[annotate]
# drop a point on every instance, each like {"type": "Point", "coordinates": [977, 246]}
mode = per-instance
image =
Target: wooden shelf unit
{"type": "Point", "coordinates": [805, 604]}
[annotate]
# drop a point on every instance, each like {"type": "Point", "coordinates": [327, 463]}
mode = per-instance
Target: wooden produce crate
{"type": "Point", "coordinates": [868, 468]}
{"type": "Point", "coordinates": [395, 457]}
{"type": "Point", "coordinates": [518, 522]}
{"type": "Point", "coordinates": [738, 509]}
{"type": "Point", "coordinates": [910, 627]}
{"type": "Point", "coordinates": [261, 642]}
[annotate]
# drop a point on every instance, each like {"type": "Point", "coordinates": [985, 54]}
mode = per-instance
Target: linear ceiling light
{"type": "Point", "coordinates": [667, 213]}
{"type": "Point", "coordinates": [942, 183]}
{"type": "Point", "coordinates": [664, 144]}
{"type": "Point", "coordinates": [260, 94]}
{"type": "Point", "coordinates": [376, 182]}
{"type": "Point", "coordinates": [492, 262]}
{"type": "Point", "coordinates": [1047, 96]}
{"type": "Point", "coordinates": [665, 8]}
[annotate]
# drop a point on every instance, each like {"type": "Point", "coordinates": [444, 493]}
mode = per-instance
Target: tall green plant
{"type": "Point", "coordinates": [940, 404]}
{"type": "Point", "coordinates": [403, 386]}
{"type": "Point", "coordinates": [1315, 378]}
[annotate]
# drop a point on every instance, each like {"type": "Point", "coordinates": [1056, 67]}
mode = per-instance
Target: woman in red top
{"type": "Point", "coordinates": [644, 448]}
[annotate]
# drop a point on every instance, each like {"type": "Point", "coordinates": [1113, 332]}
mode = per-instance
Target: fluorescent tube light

**What is expected:** Repeat exactly the lines starting at the line with "Target: linear ceiling light" and ending with the final line of the entries. Include nothing else.

**Task answer:**
Target: linear ceiling light
{"type": "Point", "coordinates": [667, 213]}
{"type": "Point", "coordinates": [942, 183]}
{"type": "Point", "coordinates": [664, 144]}
{"type": "Point", "coordinates": [260, 94]}
{"type": "Point", "coordinates": [376, 182]}
{"type": "Point", "coordinates": [492, 262]}
{"type": "Point", "coordinates": [1047, 96]}
{"type": "Point", "coordinates": [665, 8]}
[annotate]
# drop a point on every instance, each like {"type": "Point", "coordinates": [444, 493]}
mode = per-instance
Target: tall green plant
{"type": "Point", "coordinates": [940, 404]}
{"type": "Point", "coordinates": [403, 386]}
{"type": "Point", "coordinates": [1315, 378]}
[annotate]
# drop a point on every instance, each like {"type": "Point", "coordinates": [1056, 67]}
mode = per-instance
Target: woman in red top
{"type": "Point", "coordinates": [644, 448]}
[annotate]
# drop a point on every instance, each like {"type": "Point", "coordinates": [1113, 332]}
mode = per-instance
Target: fluorescent tube light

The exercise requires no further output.